## Selected excerpt
■ ■ ■ ■ ■ ■ ■
Calling upon the USA Administration to respond to the humanitarian crisis in DRCongo
One Thing the U.S. Must Do to Protect Human Rights in the Immediate Aftermath of the 75th Anniversary of the Universal Declaration of Human Rights
By Samantha Barzaga
December 10, 2023, marked the 75th anniversary of the Universal Declaration of Human Rights. This document outlined, for the first time, a fundamental global standard of human rights for universal protection. The Biden administration should commemorate this special occasion by designating Temporary Protected Status for the Democratic Republic of Congo.
Temporary Protected Status, or TPS, is a program that allows migrants living in unsafe countries to work and live in the United States for an extendable period of time. The Department of Homeland Secretary can designate a country for TPS if there has been an ongoing armed conflict, an environmental disaster, or some other extraordinary condition that would not allow nationals to return. Though only one is required, the DRC satisfies all of these requirements.
Since 1996, the Central African region has faced escalating conflict. This is largely due to the First Congo War, beginning in the wake of the 1994 genocide of Tutsis and moderate Hutus in Rwanda. After this genocide, nearly two million Hutu refugees settled in the North and South Kivu provinces. Some of these refugees were Hutu extremists, which led to the organization of militias by Hutu groups, and eventually Tutsi militias to combat these Hutu groups in the Congo. The result was a gruesome war replete with human rights abuses and mass displacement.
The Second Congo War in 1998 was similar to the first war, eventually ending in 2003. It caused around five million deaths, and millions of people remained internally displaced by 2008. These wars have led to ongoing conflict and human rights abuses through today, exacerbated by intervening causes along the way including a severe Ebola outbreak in 2018 and the eruption of Mount Nyiragongo in 2021.
■ ■ ■ ■ ■ ■ ■
## Data
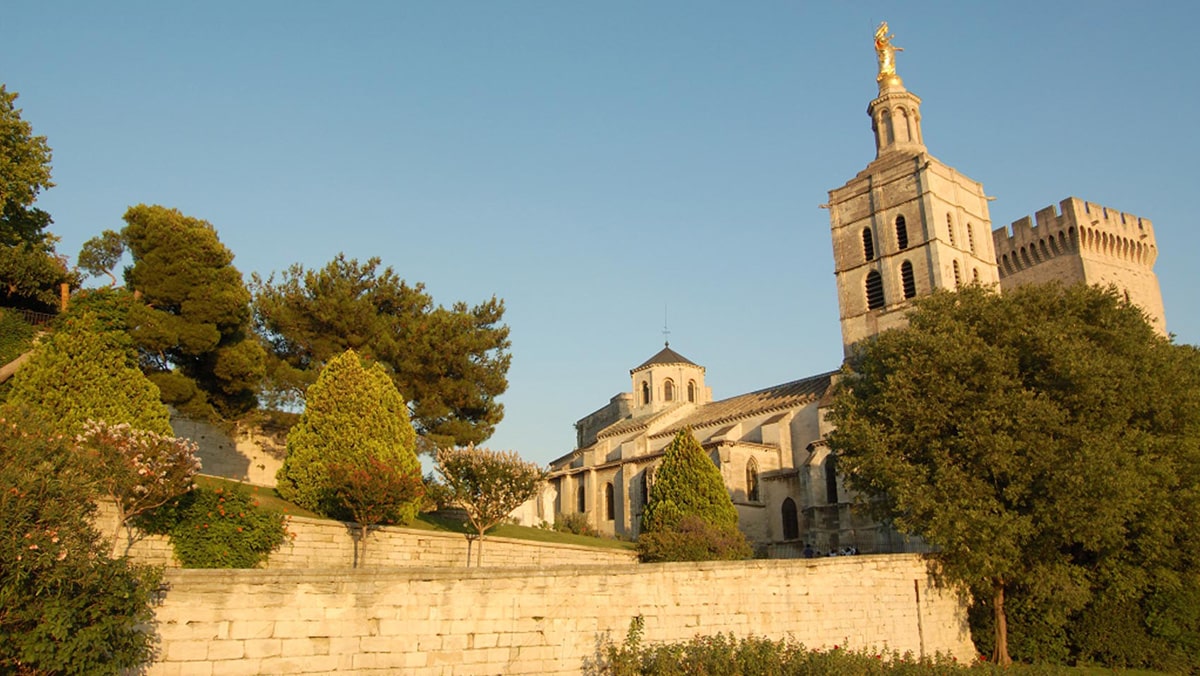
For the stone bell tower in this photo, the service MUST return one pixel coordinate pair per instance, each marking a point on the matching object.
(906, 223)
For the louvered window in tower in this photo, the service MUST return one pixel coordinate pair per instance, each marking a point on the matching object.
(874, 289)
(906, 280)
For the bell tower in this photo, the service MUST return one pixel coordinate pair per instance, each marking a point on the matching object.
(907, 223)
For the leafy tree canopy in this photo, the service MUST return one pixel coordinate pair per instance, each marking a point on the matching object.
(192, 329)
(1045, 442)
(30, 270)
(489, 484)
(353, 413)
(85, 372)
(450, 364)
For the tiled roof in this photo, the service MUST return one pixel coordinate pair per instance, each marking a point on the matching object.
(665, 356)
(779, 398)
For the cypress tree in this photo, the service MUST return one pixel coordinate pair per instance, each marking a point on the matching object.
(353, 413)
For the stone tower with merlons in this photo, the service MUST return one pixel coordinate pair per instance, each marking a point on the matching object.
(907, 223)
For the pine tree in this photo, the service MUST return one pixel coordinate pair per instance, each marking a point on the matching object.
(353, 413)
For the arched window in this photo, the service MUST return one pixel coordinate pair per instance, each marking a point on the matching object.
(832, 479)
(753, 480)
(791, 522)
(910, 285)
(647, 479)
(874, 291)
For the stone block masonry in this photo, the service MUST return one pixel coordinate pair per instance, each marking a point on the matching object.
(549, 620)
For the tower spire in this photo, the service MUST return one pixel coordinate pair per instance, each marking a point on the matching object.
(895, 113)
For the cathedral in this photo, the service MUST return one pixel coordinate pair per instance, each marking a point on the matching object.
(904, 226)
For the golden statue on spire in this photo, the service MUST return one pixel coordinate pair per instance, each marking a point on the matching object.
(886, 53)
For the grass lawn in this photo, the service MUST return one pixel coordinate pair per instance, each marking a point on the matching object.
(270, 500)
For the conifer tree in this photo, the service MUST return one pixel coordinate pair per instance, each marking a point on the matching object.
(689, 515)
(85, 372)
(353, 413)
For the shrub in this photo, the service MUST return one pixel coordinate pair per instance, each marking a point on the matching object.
(352, 413)
(87, 372)
(694, 539)
(16, 336)
(689, 515)
(139, 470)
(217, 528)
(65, 606)
(489, 484)
(373, 494)
(576, 524)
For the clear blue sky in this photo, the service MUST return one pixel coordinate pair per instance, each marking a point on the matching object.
(597, 163)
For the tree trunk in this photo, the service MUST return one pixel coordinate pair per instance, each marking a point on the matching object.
(1000, 621)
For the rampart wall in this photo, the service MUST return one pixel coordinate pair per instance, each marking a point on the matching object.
(426, 621)
(330, 544)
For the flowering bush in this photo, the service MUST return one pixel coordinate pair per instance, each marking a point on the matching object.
(139, 470)
(217, 528)
(65, 606)
(489, 484)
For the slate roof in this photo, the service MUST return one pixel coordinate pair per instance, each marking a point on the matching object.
(665, 356)
(779, 398)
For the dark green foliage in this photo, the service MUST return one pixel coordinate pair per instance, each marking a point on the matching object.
(575, 524)
(65, 606)
(450, 364)
(688, 484)
(217, 528)
(694, 539)
(84, 372)
(353, 413)
(16, 336)
(30, 270)
(726, 654)
(101, 253)
(1048, 443)
(195, 317)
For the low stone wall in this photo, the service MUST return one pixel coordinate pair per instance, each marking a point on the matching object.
(431, 621)
(330, 544)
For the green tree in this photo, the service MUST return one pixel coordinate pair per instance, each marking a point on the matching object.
(101, 253)
(489, 484)
(689, 514)
(30, 270)
(373, 494)
(1045, 443)
(84, 372)
(192, 329)
(450, 363)
(65, 606)
(353, 414)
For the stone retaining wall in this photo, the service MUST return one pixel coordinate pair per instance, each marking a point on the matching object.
(432, 621)
(329, 544)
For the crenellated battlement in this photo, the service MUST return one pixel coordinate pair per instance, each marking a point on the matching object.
(1073, 227)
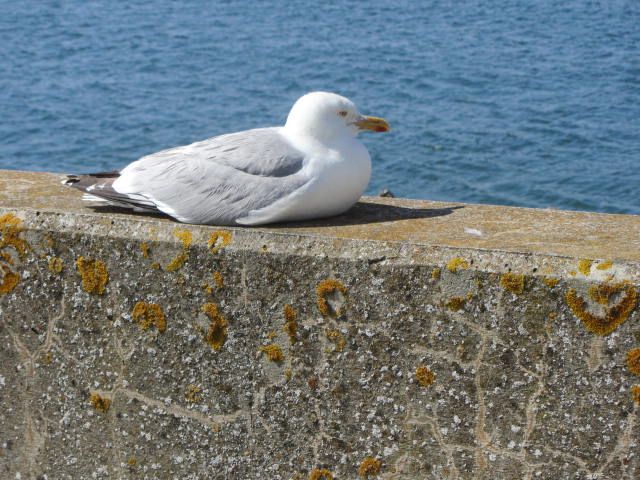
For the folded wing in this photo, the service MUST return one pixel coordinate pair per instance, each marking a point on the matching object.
(215, 181)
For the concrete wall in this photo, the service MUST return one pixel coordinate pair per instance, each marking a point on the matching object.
(403, 340)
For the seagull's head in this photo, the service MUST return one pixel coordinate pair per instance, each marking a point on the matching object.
(328, 116)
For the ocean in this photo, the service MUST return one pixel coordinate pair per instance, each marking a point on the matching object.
(527, 103)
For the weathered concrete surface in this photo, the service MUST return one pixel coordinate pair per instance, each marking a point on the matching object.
(444, 340)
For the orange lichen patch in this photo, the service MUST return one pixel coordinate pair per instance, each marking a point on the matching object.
(613, 317)
(425, 376)
(320, 474)
(218, 240)
(291, 323)
(219, 281)
(455, 303)
(147, 314)
(10, 228)
(101, 404)
(337, 338)
(192, 394)
(216, 335)
(146, 250)
(273, 352)
(326, 288)
(633, 361)
(514, 282)
(584, 266)
(56, 265)
(369, 467)
(94, 275)
(455, 263)
(272, 334)
(605, 265)
(179, 260)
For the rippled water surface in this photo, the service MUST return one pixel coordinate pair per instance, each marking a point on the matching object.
(509, 102)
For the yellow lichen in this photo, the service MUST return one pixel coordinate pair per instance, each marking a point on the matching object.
(337, 338)
(320, 474)
(273, 352)
(144, 247)
(218, 240)
(216, 334)
(584, 266)
(369, 467)
(192, 394)
(425, 376)
(514, 282)
(10, 228)
(455, 263)
(100, 403)
(94, 275)
(147, 314)
(614, 316)
(55, 265)
(323, 290)
(633, 361)
(455, 303)
(179, 260)
(272, 334)
(291, 324)
(605, 265)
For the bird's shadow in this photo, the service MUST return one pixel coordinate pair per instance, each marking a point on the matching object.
(362, 213)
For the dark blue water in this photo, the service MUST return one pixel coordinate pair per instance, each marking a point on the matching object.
(531, 103)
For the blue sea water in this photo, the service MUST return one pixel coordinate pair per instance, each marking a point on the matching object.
(530, 103)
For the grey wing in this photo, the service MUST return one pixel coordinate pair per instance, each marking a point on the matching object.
(218, 180)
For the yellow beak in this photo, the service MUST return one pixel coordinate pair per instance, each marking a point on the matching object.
(375, 124)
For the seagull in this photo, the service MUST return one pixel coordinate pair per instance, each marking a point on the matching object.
(312, 167)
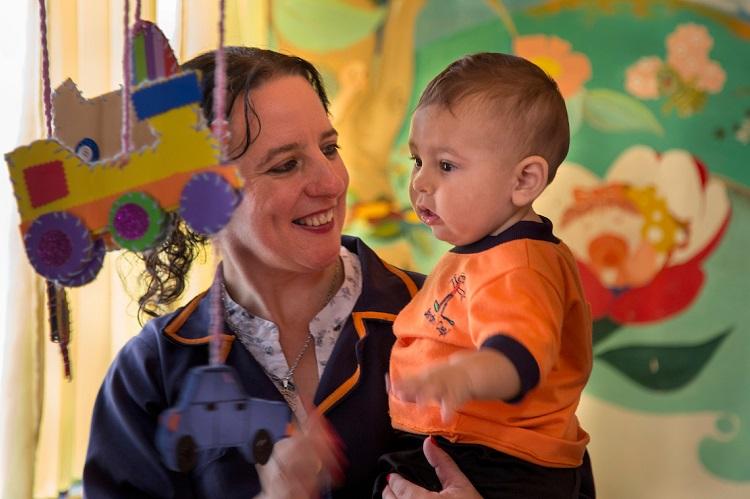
■ ■ ■ ■ ■ ■ ■
## Actions to take
1 - According to the article on Temporary Protected Status for the Democratic Republic of Congo, roughly how many deaths did the Second Congo War cause?
2 - Recast the paragraph of the article on Temporary Protected Status for the Democratic Republic of Congo that begins "Since 1996, the Central African region" as a short bulleted list that keeps its main facts.
3 - Carry on the article on Temporary Protected Status for the Democratic Republic of Congo, beginning after its final sentence about the Ebola outbreak and the eruption of Mount Nyiragongo.

## Answers by item
1 - Around five million deaths.

2 -
- Conflict in the Central African region has escalated since 1996, largely because of the First Congo War.
- That war began in the wake of the 1994 genocide of Tutsis and moderate Hutus in Rwanda.
- Afterward, nearly two million Hutu refugees settled in the North and South Kivu provinces.
- Some of these refugees were Hutu extremists. This led Hutu groups to organize militias, and eventually Tutsi militias formed in the Congo to combat them.
- The result was a gruesome war with widespread human rights abuses and mass displacement.

3 -
I spoke with a Congolese refugee who experienced the 1996 conflict firsthand. He lived in the city of Uvira and remembered leaving the Congo in October of 1996. He walked almost 500 kilometers to the city of Kalemie, and on the way witnessed rampant shootings and people running for their lives. He saw a baby get shot, and the mother left the baby and ran away. He recalled people running into lakes and drowning. Someone was beheaded in front of him. He survived by drinking rancid water and consuming tree roots. When he arrived in Kalemie, youths were being recruited to join the rebel soldiers, so he eventually fled to Meheba refugee camp in Zambia. From there he made his way to Zimbabwe, where he met his wife and started a family. He eventually ended up in the United States just before the onset of the COVID-19 pandemic.
This refugee’s story is one of countless similar narratives as confirmed by The UN Mapping Report, which catalogs the most serious human rights incidents occurring in the DRC between 1993 and 2003. It highlights the ramifications of this conflict including the inability to protect borders, prosecute crimes, and maintain strong branches of government.
For these reasons, hundreds of organizations and over fifty members of Congress have called on the Biden administration to designate TPS for the DRC. The U.S. has previously acknowledged the severity of the situation in the DRC. In October 2022, the Department of State issued a Level 4 Travel Advisory warning U.S. citizens not to travel to the DRC. The advisory underscored the ongoing conflict, violence against civilians, and humanitarian crisis. It is time for the Biden administration to heed the call to protect the Congolese. There is no better time than the immediate aftermath of the 75th anniversary of the Universal Declaration of Human Rights.
Samantha Barzaga is a second-year law student at Florida State University College of Law, and a member of the International Human Rights Advocacy Clinic.